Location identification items

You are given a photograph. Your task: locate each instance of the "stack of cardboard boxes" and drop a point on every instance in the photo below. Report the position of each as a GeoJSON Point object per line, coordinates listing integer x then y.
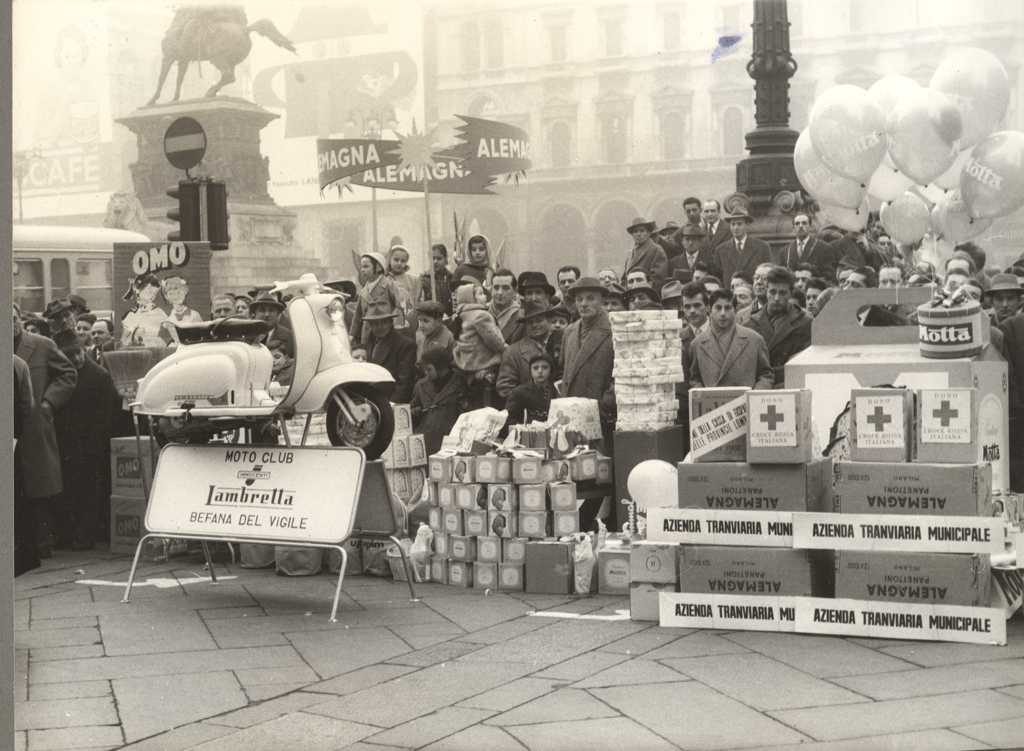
{"type": "Point", "coordinates": [494, 515]}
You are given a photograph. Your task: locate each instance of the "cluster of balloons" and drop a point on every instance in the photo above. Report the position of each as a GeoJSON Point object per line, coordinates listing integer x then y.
{"type": "Point", "coordinates": [928, 155]}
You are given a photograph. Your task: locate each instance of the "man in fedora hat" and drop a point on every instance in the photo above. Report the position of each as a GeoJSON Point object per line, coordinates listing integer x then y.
{"type": "Point", "coordinates": [391, 350]}
{"type": "Point", "coordinates": [539, 339]}
{"type": "Point", "coordinates": [646, 255]}
{"type": "Point", "coordinates": [740, 252]}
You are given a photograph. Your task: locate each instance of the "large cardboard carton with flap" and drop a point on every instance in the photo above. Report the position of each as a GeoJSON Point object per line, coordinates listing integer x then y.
{"type": "Point", "coordinates": [844, 356]}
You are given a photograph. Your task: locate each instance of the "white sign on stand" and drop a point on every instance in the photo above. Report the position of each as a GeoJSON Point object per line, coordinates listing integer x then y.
{"type": "Point", "coordinates": [292, 496]}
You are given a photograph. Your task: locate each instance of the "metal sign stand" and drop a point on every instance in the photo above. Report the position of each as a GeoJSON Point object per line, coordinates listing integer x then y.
{"type": "Point", "coordinates": [389, 533]}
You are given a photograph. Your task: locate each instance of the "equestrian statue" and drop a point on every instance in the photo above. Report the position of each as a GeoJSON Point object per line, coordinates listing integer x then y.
{"type": "Point", "coordinates": [218, 34]}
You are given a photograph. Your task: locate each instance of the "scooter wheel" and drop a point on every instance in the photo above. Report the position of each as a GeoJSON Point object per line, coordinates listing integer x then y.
{"type": "Point", "coordinates": [374, 434]}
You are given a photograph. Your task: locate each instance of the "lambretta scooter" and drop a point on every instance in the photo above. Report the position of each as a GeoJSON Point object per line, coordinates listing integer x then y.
{"type": "Point", "coordinates": [219, 378]}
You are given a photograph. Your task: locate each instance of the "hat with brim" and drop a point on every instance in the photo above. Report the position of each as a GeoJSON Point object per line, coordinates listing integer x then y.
{"type": "Point", "coordinates": [535, 280]}
{"type": "Point", "coordinates": [739, 214]}
{"type": "Point", "coordinates": [642, 223]}
{"type": "Point", "coordinates": [587, 284]}
{"type": "Point", "coordinates": [531, 309]}
{"type": "Point", "coordinates": [1005, 283]}
{"type": "Point", "coordinates": [645, 289]}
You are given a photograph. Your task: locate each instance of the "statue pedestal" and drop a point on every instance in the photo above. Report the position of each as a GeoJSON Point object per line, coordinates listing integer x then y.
{"type": "Point", "coordinates": [262, 247]}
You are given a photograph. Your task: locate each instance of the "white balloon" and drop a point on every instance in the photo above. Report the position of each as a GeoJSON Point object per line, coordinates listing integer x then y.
{"type": "Point", "coordinates": [653, 483]}
{"type": "Point", "coordinates": [888, 182]}
{"type": "Point", "coordinates": [821, 182]}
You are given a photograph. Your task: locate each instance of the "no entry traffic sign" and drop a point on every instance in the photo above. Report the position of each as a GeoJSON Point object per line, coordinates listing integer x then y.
{"type": "Point", "coordinates": [184, 143]}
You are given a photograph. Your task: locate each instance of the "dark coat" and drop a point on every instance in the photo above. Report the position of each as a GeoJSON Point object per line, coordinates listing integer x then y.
{"type": "Point", "coordinates": [756, 252]}
{"type": "Point", "coordinates": [396, 352]}
{"type": "Point", "coordinates": [817, 253]}
{"type": "Point", "coordinates": [435, 411]}
{"type": "Point", "coordinates": [587, 365]}
{"type": "Point", "coordinates": [650, 258]}
{"type": "Point", "coordinates": [744, 365]}
{"type": "Point", "coordinates": [53, 379]}
{"type": "Point", "coordinates": [786, 337]}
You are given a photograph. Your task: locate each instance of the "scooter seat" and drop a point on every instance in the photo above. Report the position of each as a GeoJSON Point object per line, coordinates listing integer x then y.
{"type": "Point", "coordinates": [230, 329]}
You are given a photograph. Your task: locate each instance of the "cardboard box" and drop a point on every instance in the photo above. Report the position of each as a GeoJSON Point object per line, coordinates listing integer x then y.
{"type": "Point", "coordinates": [441, 546]}
{"type": "Point", "coordinates": [731, 570]}
{"type": "Point", "coordinates": [947, 490]}
{"type": "Point", "coordinates": [435, 518]}
{"type": "Point", "coordinates": [445, 495]}
{"type": "Point", "coordinates": [463, 468]}
{"type": "Point", "coordinates": [613, 571]}
{"type": "Point", "coordinates": [702, 401]}
{"type": "Point", "coordinates": [549, 568]}
{"type": "Point", "coordinates": [634, 447]}
{"type": "Point", "coordinates": [939, 578]}
{"type": "Point", "coordinates": [488, 549]}
{"type": "Point", "coordinates": [127, 523]}
{"type": "Point", "coordinates": [845, 356]}
{"type": "Point", "coordinates": [494, 469]}
{"type": "Point", "coordinates": [535, 524]}
{"type": "Point", "coordinates": [484, 576]}
{"type": "Point", "coordinates": [503, 524]}
{"type": "Point", "coordinates": [460, 574]}
{"type": "Point", "coordinates": [503, 498]}
{"type": "Point", "coordinates": [127, 466]}
{"type": "Point", "coordinates": [653, 562]}
{"type": "Point", "coordinates": [555, 470]}
{"type": "Point", "coordinates": [510, 577]}
{"type": "Point", "coordinates": [736, 486]}
{"type": "Point", "coordinates": [779, 427]}
{"type": "Point", "coordinates": [946, 428]}
{"type": "Point", "coordinates": [526, 469]}
{"type": "Point", "coordinates": [532, 498]}
{"type": "Point", "coordinates": [417, 451]}
{"type": "Point", "coordinates": [438, 569]}
{"type": "Point", "coordinates": [564, 523]}
{"type": "Point", "coordinates": [881, 424]}
{"type": "Point", "coordinates": [643, 599]}
{"type": "Point", "coordinates": [584, 466]}
{"type": "Point", "coordinates": [402, 419]}
{"type": "Point", "coordinates": [439, 466]}
{"type": "Point", "coordinates": [514, 550]}
{"type": "Point", "coordinates": [453, 522]}
{"type": "Point", "coordinates": [475, 523]}
{"type": "Point", "coordinates": [562, 496]}
{"type": "Point", "coordinates": [472, 497]}
{"type": "Point", "coordinates": [462, 548]}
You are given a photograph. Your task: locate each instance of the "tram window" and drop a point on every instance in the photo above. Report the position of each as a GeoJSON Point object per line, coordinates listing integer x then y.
{"type": "Point", "coordinates": [29, 291]}
{"type": "Point", "coordinates": [93, 281]}
{"type": "Point", "coordinates": [59, 279]}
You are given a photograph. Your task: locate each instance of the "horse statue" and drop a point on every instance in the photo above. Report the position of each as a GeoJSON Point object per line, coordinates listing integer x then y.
{"type": "Point", "coordinates": [218, 34]}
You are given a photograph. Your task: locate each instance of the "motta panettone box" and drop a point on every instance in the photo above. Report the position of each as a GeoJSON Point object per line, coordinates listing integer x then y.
{"type": "Point", "coordinates": [779, 426]}
{"type": "Point", "coordinates": [943, 490]}
{"type": "Point", "coordinates": [898, 577]}
{"type": "Point", "coordinates": [946, 425]}
{"type": "Point", "coordinates": [733, 570]}
{"type": "Point", "coordinates": [737, 486]}
{"type": "Point", "coordinates": [881, 424]}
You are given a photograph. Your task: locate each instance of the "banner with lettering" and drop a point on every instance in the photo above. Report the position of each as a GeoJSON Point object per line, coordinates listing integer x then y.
{"type": "Point", "coordinates": [482, 152]}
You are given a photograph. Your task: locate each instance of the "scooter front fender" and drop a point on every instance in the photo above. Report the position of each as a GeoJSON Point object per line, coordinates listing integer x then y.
{"type": "Point", "coordinates": [314, 398]}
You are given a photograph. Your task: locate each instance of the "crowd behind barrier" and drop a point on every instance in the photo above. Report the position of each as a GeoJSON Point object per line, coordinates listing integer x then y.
{"type": "Point", "coordinates": [493, 337]}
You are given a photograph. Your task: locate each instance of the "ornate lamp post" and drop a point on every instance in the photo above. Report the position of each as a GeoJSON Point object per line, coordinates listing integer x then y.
{"type": "Point", "coordinates": [766, 180]}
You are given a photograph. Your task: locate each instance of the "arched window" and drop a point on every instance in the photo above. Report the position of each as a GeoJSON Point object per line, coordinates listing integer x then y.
{"type": "Point", "coordinates": [732, 132]}
{"type": "Point", "coordinates": [560, 141]}
{"type": "Point", "coordinates": [673, 135]}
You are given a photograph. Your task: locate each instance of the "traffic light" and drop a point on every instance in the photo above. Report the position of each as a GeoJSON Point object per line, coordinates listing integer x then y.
{"type": "Point", "coordinates": [186, 215]}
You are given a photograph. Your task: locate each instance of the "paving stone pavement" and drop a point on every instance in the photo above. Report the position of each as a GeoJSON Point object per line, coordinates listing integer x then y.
{"type": "Point", "coordinates": [252, 663]}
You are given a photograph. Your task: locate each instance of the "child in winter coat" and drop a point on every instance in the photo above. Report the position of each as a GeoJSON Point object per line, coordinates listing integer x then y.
{"type": "Point", "coordinates": [478, 351]}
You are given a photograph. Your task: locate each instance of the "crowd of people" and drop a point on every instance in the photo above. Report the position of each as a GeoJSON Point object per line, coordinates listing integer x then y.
{"type": "Point", "coordinates": [468, 335]}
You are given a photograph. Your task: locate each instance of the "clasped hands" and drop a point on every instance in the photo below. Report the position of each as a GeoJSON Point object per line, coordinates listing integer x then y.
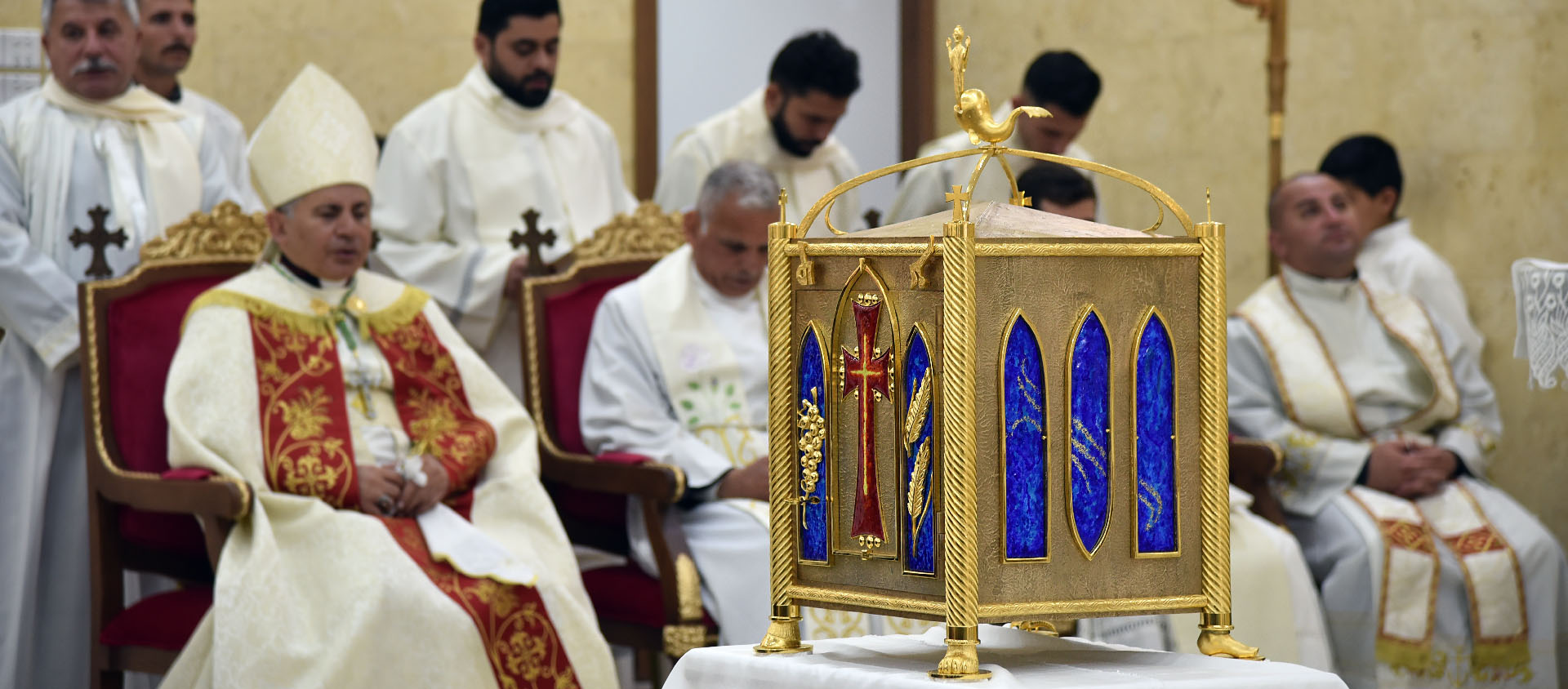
{"type": "Point", "coordinates": [385, 492]}
{"type": "Point", "coordinates": [1409, 470]}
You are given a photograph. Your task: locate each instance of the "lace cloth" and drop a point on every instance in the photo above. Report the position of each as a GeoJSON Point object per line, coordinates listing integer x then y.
{"type": "Point", "coordinates": [1540, 295]}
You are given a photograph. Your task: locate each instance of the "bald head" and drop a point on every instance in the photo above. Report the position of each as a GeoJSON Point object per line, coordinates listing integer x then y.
{"type": "Point", "coordinates": [1312, 228]}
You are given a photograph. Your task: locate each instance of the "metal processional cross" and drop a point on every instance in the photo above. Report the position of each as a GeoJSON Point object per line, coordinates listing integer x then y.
{"type": "Point", "coordinates": [533, 238]}
{"type": "Point", "coordinates": [99, 237]}
{"type": "Point", "coordinates": [866, 375]}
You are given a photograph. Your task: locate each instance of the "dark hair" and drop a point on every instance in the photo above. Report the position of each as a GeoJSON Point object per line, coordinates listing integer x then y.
{"type": "Point", "coordinates": [1063, 78]}
{"type": "Point", "coordinates": [819, 61]}
{"type": "Point", "coordinates": [1054, 182]}
{"type": "Point", "coordinates": [496, 15]}
{"type": "Point", "coordinates": [1368, 162]}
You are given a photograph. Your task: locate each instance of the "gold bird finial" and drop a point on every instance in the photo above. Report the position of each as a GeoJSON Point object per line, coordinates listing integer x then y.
{"type": "Point", "coordinates": [973, 107]}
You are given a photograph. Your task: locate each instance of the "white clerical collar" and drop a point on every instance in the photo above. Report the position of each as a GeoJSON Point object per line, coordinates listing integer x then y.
{"type": "Point", "coordinates": [1382, 237]}
{"type": "Point", "coordinates": [709, 295]}
{"type": "Point", "coordinates": [761, 127]}
{"type": "Point", "coordinates": [555, 112]}
{"type": "Point", "coordinates": [1333, 288]}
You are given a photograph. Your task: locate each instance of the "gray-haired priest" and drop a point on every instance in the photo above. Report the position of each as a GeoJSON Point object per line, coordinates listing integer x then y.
{"type": "Point", "coordinates": [1429, 574]}
{"type": "Point", "coordinates": [399, 533]}
{"type": "Point", "coordinates": [678, 371]}
{"type": "Point", "coordinates": [91, 167]}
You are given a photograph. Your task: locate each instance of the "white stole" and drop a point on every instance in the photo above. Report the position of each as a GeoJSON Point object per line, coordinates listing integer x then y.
{"type": "Point", "coordinates": [1316, 398]}
{"type": "Point", "coordinates": [173, 165]}
{"type": "Point", "coordinates": [700, 368]}
{"type": "Point", "coordinates": [1314, 395]}
{"type": "Point", "coordinates": [485, 124]}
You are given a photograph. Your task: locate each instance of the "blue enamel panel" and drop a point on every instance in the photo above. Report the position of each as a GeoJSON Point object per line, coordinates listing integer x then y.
{"type": "Point", "coordinates": [1089, 478]}
{"type": "Point", "coordinates": [918, 522]}
{"type": "Point", "coordinates": [814, 518]}
{"type": "Point", "coordinates": [1024, 423]}
{"type": "Point", "coordinates": [1156, 447]}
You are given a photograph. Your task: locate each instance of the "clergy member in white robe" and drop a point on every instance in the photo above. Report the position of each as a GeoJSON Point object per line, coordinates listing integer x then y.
{"type": "Point", "coordinates": [399, 535]}
{"type": "Point", "coordinates": [784, 127]}
{"type": "Point", "coordinates": [1392, 256]}
{"type": "Point", "coordinates": [1431, 575]}
{"type": "Point", "coordinates": [461, 170]}
{"type": "Point", "coordinates": [168, 37]}
{"type": "Point", "coordinates": [676, 371]}
{"type": "Point", "coordinates": [91, 167]}
{"type": "Point", "coordinates": [1058, 82]}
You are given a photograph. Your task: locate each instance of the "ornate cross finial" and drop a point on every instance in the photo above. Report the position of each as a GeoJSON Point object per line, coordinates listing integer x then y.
{"type": "Point", "coordinates": [99, 238]}
{"type": "Point", "coordinates": [959, 198]}
{"type": "Point", "coordinates": [533, 238]}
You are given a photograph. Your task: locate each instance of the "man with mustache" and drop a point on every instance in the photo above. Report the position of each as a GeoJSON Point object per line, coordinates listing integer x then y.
{"type": "Point", "coordinates": [1058, 80]}
{"type": "Point", "coordinates": [784, 127]}
{"type": "Point", "coordinates": [1429, 574]}
{"type": "Point", "coordinates": [168, 35]}
{"type": "Point", "coordinates": [461, 170]}
{"type": "Point", "coordinates": [88, 151]}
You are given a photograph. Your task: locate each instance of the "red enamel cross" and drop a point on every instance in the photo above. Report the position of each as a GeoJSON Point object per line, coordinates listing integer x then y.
{"type": "Point", "coordinates": [866, 375]}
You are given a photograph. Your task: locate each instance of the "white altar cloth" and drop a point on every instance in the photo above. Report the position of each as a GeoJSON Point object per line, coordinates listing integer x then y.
{"type": "Point", "coordinates": [1015, 658]}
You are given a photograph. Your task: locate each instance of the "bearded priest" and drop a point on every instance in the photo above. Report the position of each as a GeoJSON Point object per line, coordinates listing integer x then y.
{"type": "Point", "coordinates": [399, 533]}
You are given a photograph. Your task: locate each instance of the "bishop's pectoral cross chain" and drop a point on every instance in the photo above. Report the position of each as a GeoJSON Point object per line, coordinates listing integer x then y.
{"type": "Point", "coordinates": [533, 238]}
{"type": "Point", "coordinates": [99, 237]}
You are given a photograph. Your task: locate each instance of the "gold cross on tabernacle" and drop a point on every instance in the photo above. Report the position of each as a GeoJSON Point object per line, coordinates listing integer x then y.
{"type": "Point", "coordinates": [99, 237]}
{"type": "Point", "coordinates": [959, 198]}
{"type": "Point", "coordinates": [533, 238]}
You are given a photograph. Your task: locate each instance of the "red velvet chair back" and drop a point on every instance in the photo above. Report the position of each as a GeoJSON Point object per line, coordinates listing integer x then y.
{"type": "Point", "coordinates": [143, 327]}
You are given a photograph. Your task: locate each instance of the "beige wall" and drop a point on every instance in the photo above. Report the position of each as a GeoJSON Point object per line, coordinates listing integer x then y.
{"type": "Point", "coordinates": [390, 54]}
{"type": "Point", "coordinates": [1471, 93]}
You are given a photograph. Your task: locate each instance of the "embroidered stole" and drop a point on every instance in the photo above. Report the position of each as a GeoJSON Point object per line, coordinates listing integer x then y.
{"type": "Point", "coordinates": [1316, 398]}
{"type": "Point", "coordinates": [310, 451]}
{"type": "Point", "coordinates": [700, 368]}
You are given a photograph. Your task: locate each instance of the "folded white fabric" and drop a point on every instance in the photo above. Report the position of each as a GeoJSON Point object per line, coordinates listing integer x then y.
{"type": "Point", "coordinates": [1540, 296]}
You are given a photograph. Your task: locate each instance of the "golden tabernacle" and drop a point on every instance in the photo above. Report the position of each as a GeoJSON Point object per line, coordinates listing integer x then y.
{"type": "Point", "coordinates": [998, 414]}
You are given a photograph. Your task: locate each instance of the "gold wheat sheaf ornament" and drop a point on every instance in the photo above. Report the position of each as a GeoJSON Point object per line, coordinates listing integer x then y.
{"type": "Point", "coordinates": [920, 409]}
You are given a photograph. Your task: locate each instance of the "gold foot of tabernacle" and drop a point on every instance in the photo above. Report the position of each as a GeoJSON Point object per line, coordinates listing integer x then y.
{"type": "Point", "coordinates": [961, 663]}
{"type": "Point", "coordinates": [783, 633]}
{"type": "Point", "coordinates": [1215, 639]}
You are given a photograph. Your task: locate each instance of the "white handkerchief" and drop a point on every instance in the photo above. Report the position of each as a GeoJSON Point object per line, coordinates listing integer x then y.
{"type": "Point", "coordinates": [457, 540]}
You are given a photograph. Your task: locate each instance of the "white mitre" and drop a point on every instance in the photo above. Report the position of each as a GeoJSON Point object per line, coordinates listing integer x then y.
{"type": "Point", "coordinates": [314, 138]}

Problem requirements: Count the lines in the rows above that contain the word "ornate", treating case as significant, and give only the number.

Response to this exercise: 2